### [EXTRACT PROVIDED]
Gyges begat Ardys, who begat Sadyattes, who begat Alyattes, who went to war against Miletus, home town of Thales (see “Thales of Miletus”). When the Lydian army burned the Milesian crops, a temple of Athena was also burnt. Alyattes got sick, and he stayed sick, and he asked the Oracle of Delphi why. She would not answer until he repaired the temple (I.19). He did this, and built a second temple to boot, and recovered (I.22). Then he became (I.25)

the second of his family to make an offering to Delphi—and this was a thank-offering for his recovery—of a great silver bowl on a stand of welded iron. This is the most notable among all the offerings at Delphi, and is the work of Glaucus the Chian, the only man of that age who discovered how to weld iron.

### [TASKS]
**A)** According to the passage on Alyattes, what did the Oracle of Delphi require of him before she would say why he stayed sick?
**B)** Render this sentence from the passage on Alyattes in Spanish: "When the Lydian army burned the Milesian crops, a temple of Athena was also burnt."
**C)** Resume the passage on Alyattes and his offering at Delphi, picking up after its last sentence.

### [DATA EXCERPTS]
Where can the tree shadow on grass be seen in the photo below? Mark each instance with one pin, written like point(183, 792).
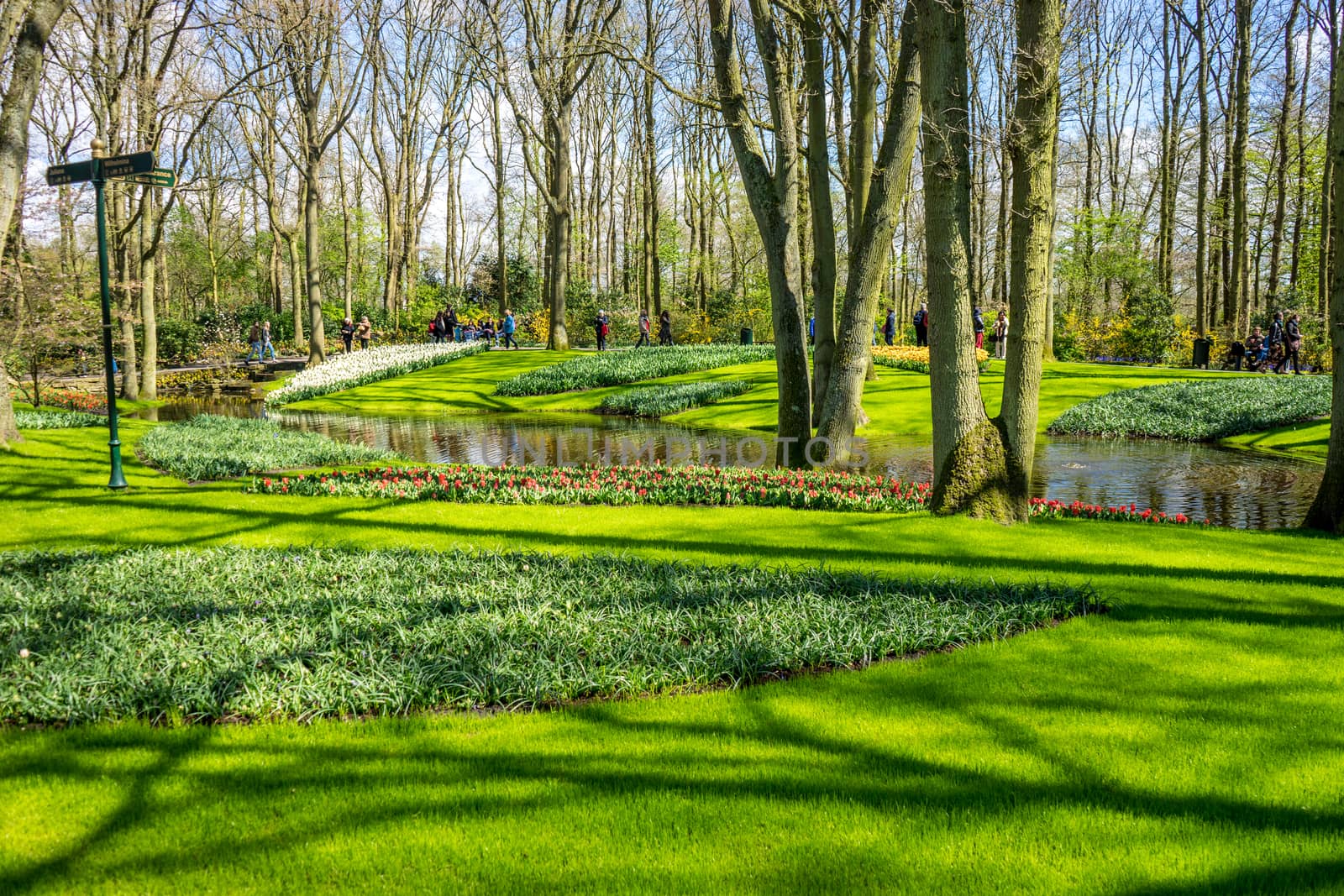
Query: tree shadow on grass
point(651, 761)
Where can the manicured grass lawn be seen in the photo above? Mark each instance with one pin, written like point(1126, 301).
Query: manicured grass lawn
point(1187, 741)
point(1308, 439)
point(897, 402)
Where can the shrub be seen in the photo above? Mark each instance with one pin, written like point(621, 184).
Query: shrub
point(1200, 410)
point(660, 401)
point(618, 369)
point(360, 369)
point(235, 633)
point(45, 419)
point(217, 448)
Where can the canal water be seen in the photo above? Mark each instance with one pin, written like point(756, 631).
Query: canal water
point(1229, 486)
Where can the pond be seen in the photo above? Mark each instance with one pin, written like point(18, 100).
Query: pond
point(1229, 486)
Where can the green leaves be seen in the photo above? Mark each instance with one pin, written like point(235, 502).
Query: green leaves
point(226, 633)
point(218, 448)
point(618, 369)
point(1200, 410)
point(660, 401)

### [ANSWERS PER TASK]
**A)** She required him to repair the temple of Athena that had burned.

**B)** Cuando el ejército lidio quemó las cosechas milesias, también se quemó un templo de Atenea.

**C)**
Alyattes was succeeded by his son Croesus, who elicited from Delphi the most famous of the oracles, namely that he would destroy a great empire if he attacked the Persians (I.53). The empire he destroyed was his own (I.91). The word of Herodotus, translated as empire, is ἀρχή. This means more fundamentally a beginning or principle, even a mathematical principle; and in my own talk at the conference in Delphi, I suggested a broader interpretation of the oracle: fighting defeats the purpose of mathematics, which is that theorems should be accepted not out of resignation or desperation (or for that matter faith), but out of freely entered conviction.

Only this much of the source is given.